Directions: Give back every entry in full, exactly as it reads.

+ + + +

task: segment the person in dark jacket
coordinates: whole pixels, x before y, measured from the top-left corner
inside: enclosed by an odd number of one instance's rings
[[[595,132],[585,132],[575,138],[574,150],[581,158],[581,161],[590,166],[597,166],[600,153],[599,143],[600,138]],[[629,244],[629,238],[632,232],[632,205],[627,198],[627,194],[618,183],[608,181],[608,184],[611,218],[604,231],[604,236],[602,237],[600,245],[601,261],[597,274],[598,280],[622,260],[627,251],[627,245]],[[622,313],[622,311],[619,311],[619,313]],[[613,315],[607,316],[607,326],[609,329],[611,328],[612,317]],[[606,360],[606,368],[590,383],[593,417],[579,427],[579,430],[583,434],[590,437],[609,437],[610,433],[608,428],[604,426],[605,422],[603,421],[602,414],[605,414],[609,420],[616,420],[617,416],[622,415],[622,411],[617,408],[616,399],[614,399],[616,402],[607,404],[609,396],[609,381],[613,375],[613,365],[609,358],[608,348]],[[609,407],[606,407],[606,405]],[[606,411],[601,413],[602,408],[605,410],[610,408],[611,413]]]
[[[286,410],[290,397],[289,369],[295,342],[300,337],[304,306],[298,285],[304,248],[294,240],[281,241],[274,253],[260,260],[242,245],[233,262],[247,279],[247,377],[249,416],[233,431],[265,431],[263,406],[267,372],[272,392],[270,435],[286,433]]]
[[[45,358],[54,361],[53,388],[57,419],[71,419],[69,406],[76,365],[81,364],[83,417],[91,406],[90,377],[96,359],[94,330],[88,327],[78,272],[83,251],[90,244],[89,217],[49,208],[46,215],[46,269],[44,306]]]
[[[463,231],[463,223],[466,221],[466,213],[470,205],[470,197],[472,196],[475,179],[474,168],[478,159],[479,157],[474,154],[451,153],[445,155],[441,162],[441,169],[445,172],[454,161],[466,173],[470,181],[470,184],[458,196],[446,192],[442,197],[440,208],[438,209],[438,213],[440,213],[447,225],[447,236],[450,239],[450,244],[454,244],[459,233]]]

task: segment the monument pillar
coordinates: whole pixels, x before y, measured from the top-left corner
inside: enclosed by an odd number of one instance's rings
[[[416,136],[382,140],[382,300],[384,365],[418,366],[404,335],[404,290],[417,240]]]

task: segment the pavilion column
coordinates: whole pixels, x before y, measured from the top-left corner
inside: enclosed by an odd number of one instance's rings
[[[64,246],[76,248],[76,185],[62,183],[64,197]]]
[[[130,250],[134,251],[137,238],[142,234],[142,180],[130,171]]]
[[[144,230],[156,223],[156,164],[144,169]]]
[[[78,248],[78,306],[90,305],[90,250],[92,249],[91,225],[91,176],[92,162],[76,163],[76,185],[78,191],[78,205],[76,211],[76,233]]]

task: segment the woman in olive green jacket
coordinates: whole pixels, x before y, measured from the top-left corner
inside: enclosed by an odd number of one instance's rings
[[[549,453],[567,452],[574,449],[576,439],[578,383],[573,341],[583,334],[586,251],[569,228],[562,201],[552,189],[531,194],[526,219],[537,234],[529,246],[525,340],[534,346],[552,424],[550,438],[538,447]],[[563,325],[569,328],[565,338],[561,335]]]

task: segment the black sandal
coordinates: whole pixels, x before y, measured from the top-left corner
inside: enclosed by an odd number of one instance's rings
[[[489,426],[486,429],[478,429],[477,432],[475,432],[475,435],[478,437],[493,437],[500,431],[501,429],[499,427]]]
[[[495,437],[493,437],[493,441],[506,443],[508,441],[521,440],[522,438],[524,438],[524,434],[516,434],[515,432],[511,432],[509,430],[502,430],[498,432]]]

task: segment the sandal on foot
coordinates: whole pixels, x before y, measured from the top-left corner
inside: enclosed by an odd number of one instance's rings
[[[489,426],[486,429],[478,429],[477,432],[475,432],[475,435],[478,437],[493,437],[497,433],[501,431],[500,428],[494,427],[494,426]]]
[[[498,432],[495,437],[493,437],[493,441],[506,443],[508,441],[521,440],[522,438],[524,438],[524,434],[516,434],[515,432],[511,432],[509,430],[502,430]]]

+ + + +

Written answer:
task: segment the person in dark jacket
coordinates: whole pixels, x before y, measured from the top-left corner
inside: enclosed by an odd number of one instance's rings
[[[595,132],[585,132],[575,138],[574,150],[581,158],[581,161],[590,166],[597,166],[600,153],[599,143],[600,138]],[[629,244],[629,238],[632,232],[632,205],[627,198],[627,194],[618,183],[608,181],[608,184],[611,218],[604,231],[604,236],[602,237],[600,245],[601,261],[597,274],[598,280],[622,260],[627,251],[627,245]],[[622,313],[622,311],[619,311],[619,313]],[[613,315],[607,316],[607,326],[609,329],[611,328],[612,317]],[[606,360],[606,368],[590,383],[593,417],[579,427],[579,430],[583,434],[590,437],[609,437],[610,433],[608,428],[604,426],[605,422],[603,421],[602,414],[605,414],[609,420],[616,420],[617,416],[622,415],[622,411],[617,408],[616,399],[614,399],[616,402],[607,404],[609,396],[609,381],[613,375],[613,365],[609,358],[608,348]],[[609,407],[606,407],[606,405]],[[606,411],[601,413],[602,408],[605,410],[610,408],[611,413]]]
[[[286,410],[290,397],[289,369],[295,342],[300,337],[304,306],[298,285],[304,248],[294,240],[281,241],[274,253],[260,260],[242,245],[233,262],[247,279],[247,377],[249,416],[233,431],[265,431],[263,406],[267,372],[272,392],[270,435],[286,433]]]
[[[45,358],[54,361],[53,388],[57,419],[71,419],[69,406],[76,365],[81,364],[83,417],[91,406],[90,377],[96,359],[94,330],[88,327],[78,272],[83,251],[90,244],[89,217],[49,208],[46,215],[46,269],[44,306]]]
[[[463,231],[463,223],[466,221],[466,213],[470,205],[470,197],[472,196],[475,179],[474,168],[478,159],[479,157],[474,154],[451,153],[445,155],[441,162],[441,169],[445,172],[454,161],[466,173],[470,181],[470,184],[458,196],[446,192],[442,197],[440,208],[438,209],[438,213],[440,213],[447,225],[447,236],[450,239],[450,244],[454,244],[459,233]]]

task: segment the monument pillar
coordinates: whole pixels, x before y, measured from the top-left corner
inside: enclosed by an odd number of one instance's rings
[[[416,136],[382,140],[382,300],[384,365],[418,366],[404,335],[404,290],[417,240]]]

task: segment the pavilion column
coordinates: whole pixels, x before y, measured from the top-left corner
inside: enclosed by an odd number of one instance's rings
[[[64,246],[76,248],[76,185],[62,183],[64,197]]]
[[[130,250],[134,251],[137,238],[142,234],[142,180],[130,171]]]
[[[144,230],[156,223],[156,164],[144,169]]]
[[[78,248],[78,306],[90,305],[90,250],[92,249],[91,225],[91,176],[92,162],[76,163],[76,185],[78,191],[78,205],[76,211],[76,233]]]

task: segment the woman in olive green jacket
coordinates: whole pixels, x before y, measured from the top-left corner
inside: enclosed by an odd number of one instance's rings
[[[549,453],[567,452],[574,449],[576,439],[578,383],[573,341],[583,334],[586,251],[569,228],[562,201],[552,189],[531,194],[526,219],[537,234],[529,246],[525,340],[534,346],[552,424],[550,438],[538,447]],[[563,325],[569,328],[565,338],[561,335]]]

task: segment the black sandal
coordinates: whole pixels, x before y, measured from the top-left corner
inside: enclosed by an odd number of one instance's rings
[[[489,426],[486,429],[478,429],[477,432],[475,432],[475,435],[478,437],[493,437],[500,431],[501,429],[499,427]]]
[[[495,437],[493,437],[493,441],[506,443],[508,441],[521,440],[522,438],[524,438],[524,434],[516,434],[515,432],[511,432],[509,430],[502,430],[498,432]]]

task: segment the sandal on foot
coordinates: whole pixels, x before y, measured from the top-left corner
inside: enclosed by an odd number of one instance's rings
[[[489,426],[486,429],[478,429],[477,432],[475,432],[475,435],[478,437],[493,437],[497,433],[501,431],[500,428],[494,427],[494,426]]]
[[[498,432],[495,437],[493,437],[493,441],[506,443],[508,441],[521,440],[522,438],[524,438],[524,434],[516,434],[515,432],[511,432],[509,430],[502,430]]]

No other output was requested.